--- start of INPUT FOR THIS TASK ---

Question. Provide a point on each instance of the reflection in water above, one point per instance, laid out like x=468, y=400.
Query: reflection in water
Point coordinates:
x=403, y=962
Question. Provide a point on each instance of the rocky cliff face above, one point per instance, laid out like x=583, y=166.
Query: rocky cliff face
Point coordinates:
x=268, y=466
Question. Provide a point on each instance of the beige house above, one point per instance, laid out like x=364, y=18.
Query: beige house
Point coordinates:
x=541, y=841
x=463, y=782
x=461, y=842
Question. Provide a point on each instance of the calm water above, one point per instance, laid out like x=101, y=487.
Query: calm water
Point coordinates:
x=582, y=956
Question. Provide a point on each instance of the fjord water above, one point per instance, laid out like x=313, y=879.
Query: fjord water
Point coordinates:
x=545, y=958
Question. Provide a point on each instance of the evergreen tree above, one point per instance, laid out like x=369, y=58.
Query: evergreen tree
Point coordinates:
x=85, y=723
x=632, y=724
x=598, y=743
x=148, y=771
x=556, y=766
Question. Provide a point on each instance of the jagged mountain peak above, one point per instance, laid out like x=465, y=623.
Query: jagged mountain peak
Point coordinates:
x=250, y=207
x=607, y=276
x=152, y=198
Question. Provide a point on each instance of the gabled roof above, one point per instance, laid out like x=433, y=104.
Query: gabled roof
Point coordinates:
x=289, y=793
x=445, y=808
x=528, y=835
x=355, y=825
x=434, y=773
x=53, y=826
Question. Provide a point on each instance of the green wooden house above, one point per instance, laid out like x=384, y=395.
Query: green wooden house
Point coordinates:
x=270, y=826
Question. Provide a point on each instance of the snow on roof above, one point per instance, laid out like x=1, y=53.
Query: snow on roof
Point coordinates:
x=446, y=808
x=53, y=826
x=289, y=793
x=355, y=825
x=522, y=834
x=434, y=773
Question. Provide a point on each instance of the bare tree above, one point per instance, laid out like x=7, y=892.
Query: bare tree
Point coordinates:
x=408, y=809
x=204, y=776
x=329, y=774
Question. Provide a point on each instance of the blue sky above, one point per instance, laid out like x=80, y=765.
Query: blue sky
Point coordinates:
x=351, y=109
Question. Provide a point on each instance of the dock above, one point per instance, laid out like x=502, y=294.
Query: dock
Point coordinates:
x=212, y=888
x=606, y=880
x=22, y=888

--- end of INPUT FOR THIS TASK ---
--- start of INPUT FOR THIS TASK ---

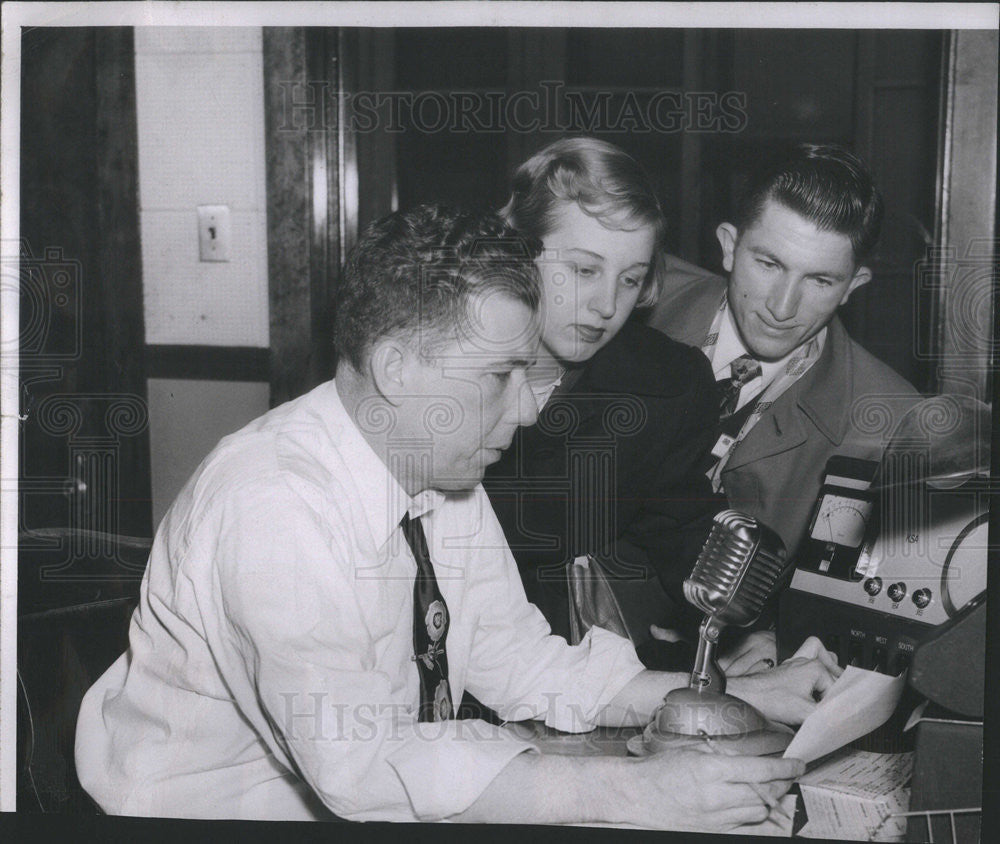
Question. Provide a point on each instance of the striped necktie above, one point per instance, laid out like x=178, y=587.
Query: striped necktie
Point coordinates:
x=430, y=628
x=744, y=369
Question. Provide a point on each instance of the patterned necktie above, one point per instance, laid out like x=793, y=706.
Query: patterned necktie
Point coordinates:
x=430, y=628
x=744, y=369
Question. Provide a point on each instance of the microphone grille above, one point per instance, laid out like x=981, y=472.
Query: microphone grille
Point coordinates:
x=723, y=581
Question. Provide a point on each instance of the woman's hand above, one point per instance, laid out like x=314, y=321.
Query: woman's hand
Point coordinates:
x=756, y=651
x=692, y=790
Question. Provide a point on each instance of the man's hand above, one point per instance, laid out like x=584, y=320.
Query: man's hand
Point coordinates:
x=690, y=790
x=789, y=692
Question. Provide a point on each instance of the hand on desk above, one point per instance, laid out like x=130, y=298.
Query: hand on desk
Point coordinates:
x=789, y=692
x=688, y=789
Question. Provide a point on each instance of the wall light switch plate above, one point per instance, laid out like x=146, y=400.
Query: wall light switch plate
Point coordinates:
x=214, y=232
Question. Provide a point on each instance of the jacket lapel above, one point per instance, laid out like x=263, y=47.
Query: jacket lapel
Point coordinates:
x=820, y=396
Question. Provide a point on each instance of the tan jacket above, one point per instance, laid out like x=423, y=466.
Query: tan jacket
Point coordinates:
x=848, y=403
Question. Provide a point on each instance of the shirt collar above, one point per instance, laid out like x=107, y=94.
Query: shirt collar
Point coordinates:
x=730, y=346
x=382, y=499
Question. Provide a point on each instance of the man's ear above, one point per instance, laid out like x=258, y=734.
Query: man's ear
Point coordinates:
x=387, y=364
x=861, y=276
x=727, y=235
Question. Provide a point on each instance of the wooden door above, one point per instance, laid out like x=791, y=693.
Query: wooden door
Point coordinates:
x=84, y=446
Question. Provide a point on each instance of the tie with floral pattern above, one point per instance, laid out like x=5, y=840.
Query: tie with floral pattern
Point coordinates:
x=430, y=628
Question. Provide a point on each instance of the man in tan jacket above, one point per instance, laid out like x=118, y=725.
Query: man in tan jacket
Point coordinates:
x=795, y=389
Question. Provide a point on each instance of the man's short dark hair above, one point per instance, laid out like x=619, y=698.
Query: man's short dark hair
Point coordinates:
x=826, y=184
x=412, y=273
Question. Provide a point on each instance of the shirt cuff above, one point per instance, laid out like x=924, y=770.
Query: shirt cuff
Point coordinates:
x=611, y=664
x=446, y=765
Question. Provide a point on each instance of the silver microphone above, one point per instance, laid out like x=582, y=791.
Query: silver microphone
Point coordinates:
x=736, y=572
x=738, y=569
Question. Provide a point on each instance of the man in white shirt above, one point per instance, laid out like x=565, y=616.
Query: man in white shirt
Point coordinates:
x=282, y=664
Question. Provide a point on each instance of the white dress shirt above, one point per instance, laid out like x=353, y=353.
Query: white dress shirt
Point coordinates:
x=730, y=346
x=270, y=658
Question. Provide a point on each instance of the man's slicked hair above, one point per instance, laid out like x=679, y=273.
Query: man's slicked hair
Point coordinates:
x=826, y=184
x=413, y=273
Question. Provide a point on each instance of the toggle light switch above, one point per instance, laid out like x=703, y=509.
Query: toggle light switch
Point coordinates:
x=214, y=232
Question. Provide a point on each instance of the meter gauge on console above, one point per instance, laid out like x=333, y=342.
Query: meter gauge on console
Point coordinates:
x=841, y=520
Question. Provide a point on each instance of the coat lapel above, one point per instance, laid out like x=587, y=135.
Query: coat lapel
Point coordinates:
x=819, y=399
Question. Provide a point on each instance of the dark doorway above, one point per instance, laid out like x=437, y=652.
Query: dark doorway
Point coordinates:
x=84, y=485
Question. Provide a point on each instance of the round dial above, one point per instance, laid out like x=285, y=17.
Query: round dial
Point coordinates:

--- end of INPUT FOR THIS TASK ---

INSTRUCTIONS FOR THE TASK: Put the entries from the line with "Question. Provide a point on each instance of the calm" up to and including the line with "x=545, y=958" into a two-column CSV with the headers request and answer, one row per entry. Quote each field and replace any line breaks with spaces.

WORKED SOLUTION:
request,answer
"Question. Provide a point on each instance of the calm water above, one point per instance, laid out like x=101, y=487. Query: calm water Point coordinates:","x=582, y=956"
"Question. Provide a point on each instance of the fjord water above, one point per instance, laid out like x=313, y=879. Query: fjord water Point coordinates:","x=545, y=958"